_TESTO_.
....................
Il fondatore Carlambrogio Brivio di Montevecchia, al quale Cesare Cantù dedicò un libro, era un venditore ambulante che mai mancava ai mercati di Lecco, Santa Maria Hoé, Oggiono e Merate. Batteva le fiere di Bergamo, Brescia, Soresina e Cremona; vendeva, comprava e barattava. Un robusto giumento era la sua “bottega” e la sua ricchezza. Lo si sentiva dire: “a chi di poco si contenta, tutto è caro e gradito”. Era un tipo di uomo che nel vario girare e nelle diverse soste di paese in paese, raccoglieva aneddoti e storie, le faceva sue e le raccontava con una certa bonomia e un certo garbo. Si era creato una certa saggezza e questa la metteva a disposizione di chi lo voleva sentire parlando molto sovente per proverbi. E di proverbi ne doveva sentire molti visto che di quei tempi i proverbi erano veramente “la sapienza dei popoli” e specialmente del popolo minuto.

Coi denari guadagnati il signor Carlambroeus potè aprire la sua osteria e passare con una certa agiatezza la sua vecchiaia senza abbandonare il paese natio poiché come egli diceva “ad ogni uccello il suo nido è bello”.

Carlambrogio oltre che mercante e oste era priore della Confraternita e anche Consigliere Comunale, partecipava attivamente alla vita pubblica di Montevecchia e per questo suo prezioso interessamento era ricambiato dal grande amore della sua gente.

Dal balcone della sua osteria puntava il cannocchiale sull’universo brianzolo, il maestoso spettacolo delle montagne da una parte, dall’altra la sottoposta pianura tutta popolata di case, villaggi, città, che via via si confonde ai confini con l’orizzonte.
....................
_OBIETTIVO DICHIARATO 1_.
Stampa senza alcuna modifica il tratto del testo su Carlambrogio Brivio che va da "Il fondatore Carlambrogio" fino a "del popolo minuto.".

_RECORD DISPONIBILI_.
....................
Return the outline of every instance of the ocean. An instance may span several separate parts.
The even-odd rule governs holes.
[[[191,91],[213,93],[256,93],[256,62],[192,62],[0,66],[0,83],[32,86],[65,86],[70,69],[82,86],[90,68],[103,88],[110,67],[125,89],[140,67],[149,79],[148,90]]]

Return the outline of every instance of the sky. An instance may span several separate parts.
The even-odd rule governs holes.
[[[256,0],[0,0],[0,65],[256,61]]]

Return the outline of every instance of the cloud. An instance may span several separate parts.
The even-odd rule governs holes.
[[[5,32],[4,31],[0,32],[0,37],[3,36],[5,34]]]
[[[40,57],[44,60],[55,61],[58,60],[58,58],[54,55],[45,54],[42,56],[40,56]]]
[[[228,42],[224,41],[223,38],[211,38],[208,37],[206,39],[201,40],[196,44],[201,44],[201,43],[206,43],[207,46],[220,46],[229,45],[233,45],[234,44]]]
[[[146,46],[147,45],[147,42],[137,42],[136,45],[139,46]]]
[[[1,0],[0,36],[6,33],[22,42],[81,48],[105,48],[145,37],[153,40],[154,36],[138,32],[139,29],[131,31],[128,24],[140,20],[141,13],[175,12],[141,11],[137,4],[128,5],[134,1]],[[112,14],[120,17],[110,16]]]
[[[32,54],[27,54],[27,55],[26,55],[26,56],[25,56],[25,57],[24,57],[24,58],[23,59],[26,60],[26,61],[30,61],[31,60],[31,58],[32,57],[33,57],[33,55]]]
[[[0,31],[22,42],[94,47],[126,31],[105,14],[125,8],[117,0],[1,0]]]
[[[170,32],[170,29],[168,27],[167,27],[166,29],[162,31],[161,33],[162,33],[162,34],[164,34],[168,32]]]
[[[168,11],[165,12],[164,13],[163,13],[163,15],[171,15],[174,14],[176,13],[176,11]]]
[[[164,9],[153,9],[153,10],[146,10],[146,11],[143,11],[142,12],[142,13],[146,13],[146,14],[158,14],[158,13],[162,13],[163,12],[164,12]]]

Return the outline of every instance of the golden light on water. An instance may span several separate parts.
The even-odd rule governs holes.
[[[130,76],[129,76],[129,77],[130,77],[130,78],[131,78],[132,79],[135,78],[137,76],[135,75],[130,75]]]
....................
_OBIETTIVO DICHIARATO 2_.
Restituisci tali e quali le righe dei record che vanno dalla riga contenente "Return the outline of every instance of the cloud." fino a quella contenente "[[[146,46],[147,45],[147,42],[137,42],[136,45],[139,46]]]", entrambe incluse, e nient'altro.

_OUTPUT COMPLETO 1_.
Il fondatore Carlambrogio Brivio di Montevecchia, al quale Cesare Cantù dedicò un libro, era un venditore ambulante che mai mancava ai mercati di Lecco, Santa Maria Hoé, Oggiono e Merate. Batteva le fiere di Bergamo, Brescia, Soresina e Cremona; vendeva, comprava e barattava. Un robusto giumento era la sua “bottega” e la sua ricchezza. Lo si sentiva dire: “a chi di poco si contenta, tutto è caro e gradito”. Era un tipo di uomo che nel vario girare e nelle diverse soste di paese in paese, raccoglieva aneddoti e storie, le faceva sue e le raccontava con una certa bonomia e un certo garbo. Si era creato una certa saggezza e questa la metteva a disposizione di chi lo voleva sentire parlando molto sovente per proverbi. E di proverbi ne doveva sentire molti visto che di quei tempi i proverbi erano veramente “la sapienza dei popoli” e specialmente del popolo minuto.

_OUTPUT COMPLETO 2_.
Return the outline of every instance of the cloud. An instance may span several separate parts.
The even-odd rule governs holes.
[[[5,32],[4,31],[0,32],[0,37],[3,36],[5,34]]]
[[[40,57],[44,60],[55,61],[58,60],[58,58],[54,55],[45,54],[42,56],[40,56]]]
[[[228,42],[224,41],[223,38],[211,38],[208,37],[206,39],[201,40],[196,44],[201,44],[201,43],[206,43],[207,46],[220,46],[229,45],[233,45],[234,44]]]
[[[146,46],[147,45],[147,42],[137,42],[136,45],[139,46]]]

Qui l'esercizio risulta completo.